#### EXCERPTED PASSAGE:
----------------
Why the Pixel 4a is not a real competitor to the iPhone SE
Even before the Pixel 4a was officially announced, people were comparing it to Apple’s iPhone SE. And it makes sense. The two phones are priced closely. Apple makes iPhones and develops iOS, Google makes Pixels and develops Android. You can’t get a better rivalry, right?
And when it was revealed that the Pixel 4a would cost $350, instead of the anticipated $400, it seemed like Google was throwing the glove at Apple, undercutting its value proposition by $50. $50 isn’t that much money, but in this context, it’s a 12% difference. Not insignificant at all. After rolling up its sleeves, is Google finally ready to challenge Apple? Not quite.
Make no mistake, on paper, the two phones are competitor. But they’re fighting in different leagues, here’s why…
Google has no mind share when it comes to Pixel phones
Mind share, as Wikipedia describes it “...relates to the development of consumer awareness or popularity, and is one of the main objectives of advertising and promotion. When people think of examples of a product type or category, they usually think of a limited number of brand names. The aim of mind share is to establish a brand as being one of the best kinds of a given product or service, and to even have the brand name become a synonym for the product or service offered.”
In the smartphone industry, it’s pretty easy to pinpoint which brands have the biggest mind share: Apple and Samsung. Other brands have managed to secure mind shares in different markets as well, even if their sales aren’t as ubiquitous as those of Samsung and Apple.
But nowhere is Google among the brands people go for when looking for a new phone. And Google has one of the biggest mind shares in human history. On average, people perform three Google searches per day. Literally anyone that’s used an electronic device knows what Google is.
----------------
#### MATERIAL PROVIDED:
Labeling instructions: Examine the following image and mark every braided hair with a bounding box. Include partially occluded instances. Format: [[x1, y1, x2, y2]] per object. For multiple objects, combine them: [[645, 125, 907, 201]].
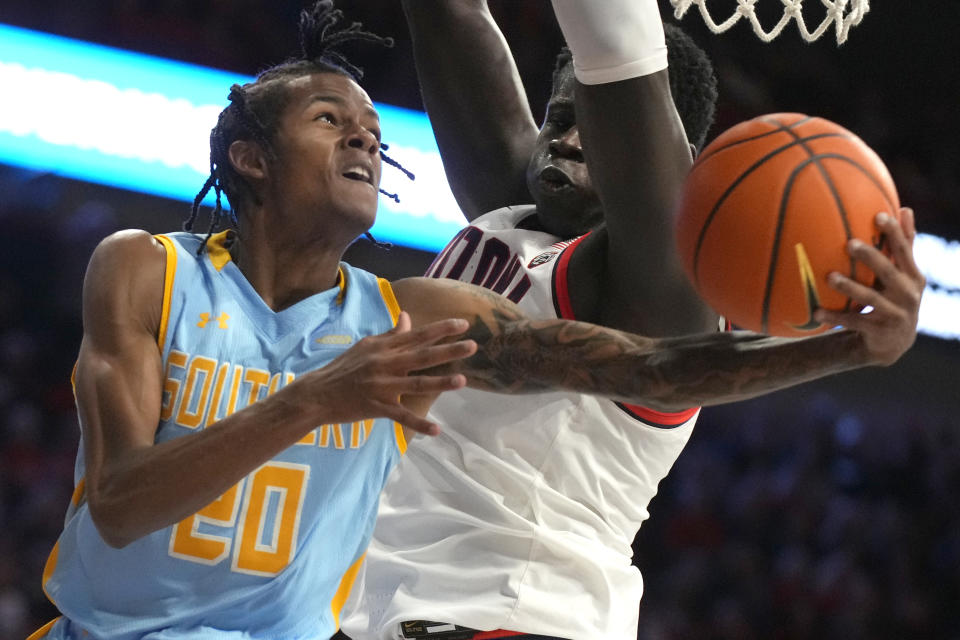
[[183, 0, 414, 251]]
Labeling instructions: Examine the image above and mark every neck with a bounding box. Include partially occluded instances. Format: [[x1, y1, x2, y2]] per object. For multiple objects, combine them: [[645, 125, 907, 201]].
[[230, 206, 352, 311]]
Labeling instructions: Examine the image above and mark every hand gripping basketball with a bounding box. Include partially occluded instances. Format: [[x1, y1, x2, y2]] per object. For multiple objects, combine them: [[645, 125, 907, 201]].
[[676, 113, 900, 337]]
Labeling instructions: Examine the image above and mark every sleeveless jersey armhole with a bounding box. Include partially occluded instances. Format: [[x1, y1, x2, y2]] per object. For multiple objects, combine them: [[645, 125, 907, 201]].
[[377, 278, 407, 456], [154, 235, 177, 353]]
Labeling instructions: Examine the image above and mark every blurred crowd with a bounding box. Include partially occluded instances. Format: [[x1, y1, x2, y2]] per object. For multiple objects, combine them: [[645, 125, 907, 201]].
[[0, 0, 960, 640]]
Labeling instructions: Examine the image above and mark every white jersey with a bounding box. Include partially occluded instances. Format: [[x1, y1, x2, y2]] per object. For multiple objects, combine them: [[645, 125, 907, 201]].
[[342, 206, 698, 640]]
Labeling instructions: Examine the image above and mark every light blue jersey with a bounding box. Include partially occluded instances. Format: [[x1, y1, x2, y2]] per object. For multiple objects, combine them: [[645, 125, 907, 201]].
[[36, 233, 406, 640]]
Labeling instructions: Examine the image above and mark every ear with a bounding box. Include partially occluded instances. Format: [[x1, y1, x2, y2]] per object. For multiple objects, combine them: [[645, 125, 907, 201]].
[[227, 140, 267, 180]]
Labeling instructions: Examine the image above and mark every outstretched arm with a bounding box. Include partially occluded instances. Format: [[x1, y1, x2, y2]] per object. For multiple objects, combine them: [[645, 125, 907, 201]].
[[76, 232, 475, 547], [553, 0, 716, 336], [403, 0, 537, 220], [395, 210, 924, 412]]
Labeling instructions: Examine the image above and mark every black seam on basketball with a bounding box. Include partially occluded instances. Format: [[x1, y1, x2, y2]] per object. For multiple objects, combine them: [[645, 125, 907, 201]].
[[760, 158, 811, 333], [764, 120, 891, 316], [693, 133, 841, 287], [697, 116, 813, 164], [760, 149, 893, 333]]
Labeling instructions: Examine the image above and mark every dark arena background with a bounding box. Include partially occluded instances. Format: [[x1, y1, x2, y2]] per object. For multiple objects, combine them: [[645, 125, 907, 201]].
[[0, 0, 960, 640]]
----------------
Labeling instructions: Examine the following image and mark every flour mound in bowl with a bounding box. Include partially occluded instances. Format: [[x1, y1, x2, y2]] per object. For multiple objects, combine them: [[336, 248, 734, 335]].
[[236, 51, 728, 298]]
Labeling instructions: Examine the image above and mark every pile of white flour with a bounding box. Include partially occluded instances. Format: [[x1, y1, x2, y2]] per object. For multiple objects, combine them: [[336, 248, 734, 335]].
----------------
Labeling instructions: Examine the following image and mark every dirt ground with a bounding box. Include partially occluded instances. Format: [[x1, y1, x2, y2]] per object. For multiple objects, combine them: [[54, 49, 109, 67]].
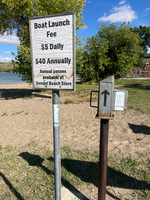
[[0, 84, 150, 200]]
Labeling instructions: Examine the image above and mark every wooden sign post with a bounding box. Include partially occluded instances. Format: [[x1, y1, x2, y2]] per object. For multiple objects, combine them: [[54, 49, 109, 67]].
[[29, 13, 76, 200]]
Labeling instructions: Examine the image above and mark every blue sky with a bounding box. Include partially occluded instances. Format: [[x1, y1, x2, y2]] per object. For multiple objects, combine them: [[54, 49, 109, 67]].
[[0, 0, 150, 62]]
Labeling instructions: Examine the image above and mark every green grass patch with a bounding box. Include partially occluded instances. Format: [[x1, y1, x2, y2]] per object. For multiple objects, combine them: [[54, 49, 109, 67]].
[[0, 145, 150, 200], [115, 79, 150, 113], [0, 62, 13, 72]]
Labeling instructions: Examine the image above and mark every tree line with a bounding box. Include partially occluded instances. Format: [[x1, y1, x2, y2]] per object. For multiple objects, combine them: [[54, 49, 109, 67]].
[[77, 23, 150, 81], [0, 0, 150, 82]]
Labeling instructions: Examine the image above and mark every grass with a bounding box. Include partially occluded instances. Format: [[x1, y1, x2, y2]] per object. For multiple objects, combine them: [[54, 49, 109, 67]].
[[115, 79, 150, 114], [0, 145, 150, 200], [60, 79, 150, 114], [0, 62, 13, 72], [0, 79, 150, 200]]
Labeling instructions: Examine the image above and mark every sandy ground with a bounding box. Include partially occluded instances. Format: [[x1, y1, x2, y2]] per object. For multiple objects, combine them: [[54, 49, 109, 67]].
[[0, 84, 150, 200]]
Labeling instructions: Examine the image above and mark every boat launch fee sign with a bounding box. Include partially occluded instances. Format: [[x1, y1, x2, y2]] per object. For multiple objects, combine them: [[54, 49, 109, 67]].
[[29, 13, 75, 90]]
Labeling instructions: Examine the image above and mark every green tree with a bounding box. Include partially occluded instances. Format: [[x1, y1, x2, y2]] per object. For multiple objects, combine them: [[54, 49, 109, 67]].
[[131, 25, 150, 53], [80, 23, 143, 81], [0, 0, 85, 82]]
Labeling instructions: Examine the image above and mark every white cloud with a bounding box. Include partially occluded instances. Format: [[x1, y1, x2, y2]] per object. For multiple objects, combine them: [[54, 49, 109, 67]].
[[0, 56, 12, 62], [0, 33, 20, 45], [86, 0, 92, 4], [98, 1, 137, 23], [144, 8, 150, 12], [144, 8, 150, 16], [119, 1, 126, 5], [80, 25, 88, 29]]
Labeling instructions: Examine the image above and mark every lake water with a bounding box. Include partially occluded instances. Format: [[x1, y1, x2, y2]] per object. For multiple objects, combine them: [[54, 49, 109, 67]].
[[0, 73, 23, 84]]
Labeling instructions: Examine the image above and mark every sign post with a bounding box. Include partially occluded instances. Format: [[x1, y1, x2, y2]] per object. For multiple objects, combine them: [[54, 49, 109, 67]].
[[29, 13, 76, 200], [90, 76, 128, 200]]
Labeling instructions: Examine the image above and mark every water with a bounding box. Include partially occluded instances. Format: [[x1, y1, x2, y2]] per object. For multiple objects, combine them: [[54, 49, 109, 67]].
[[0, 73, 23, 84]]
----------------
#### TASK:
Extend the article comparing the Pixel 4a with the iPhone SE, picking up after its last sentence. These entries have nothing to do with the article on the Pixel 4a and the iPhone SE.

#### TASK RESULT:
And yet, despite making Pixel smartphones for 5 years now, Google has refused to utilize its might to put the brand in people’s minds. In most countries around the world, the Pixel brand is almost nonexistent besides a dedicated page on Google’s website. No TV ads, no carrier promos, nothing.
Meanwhile, everyone knows what an iPhone is and even kids want one just because they know that’s the cool phone to have.
Is Google intentionally handicapping its Pixel line?
Google owns the world’s largest advertising platform and despite having a legitimately competitive device decides not to make the effort to actually sell it as well as it could. And for tech lovers, that wasted opportunity is just frustrating. So, why is Google behaving like that?
Here are some theories:
Not enough production capacity for Pixel phones
Although the Pixel 4a was announced yesterday, it won’t be until October 1 when shipping will start in Europe. Two months from now Google will start shipping a phone that’s arguably pretty basic hardware-wise. By then Apple would have announced the new iPhones, likely luring even more people into its ecosystem.
The COVID-19 pandemic caused a lot of disruption among part manufacturers and assembly lines were shut down multiple times. At the same time, however, the overall demand for smartphones saw a steep decline this year. This means there are production facilities eager to get some orders.
So, either someone at Google’s hardware division is really bad at their job or the delayed release is just how Google wants it to be. Why’s that, though?
Unlike Apple, Google needs to think about other brands
Apple is famous for not comparing its iPhones to phones from other brands. And from their perspective, it seems logical. Even if other phones are superior in one way or another, none of them can offer what iPhones do: iOS. So they might as well not exist.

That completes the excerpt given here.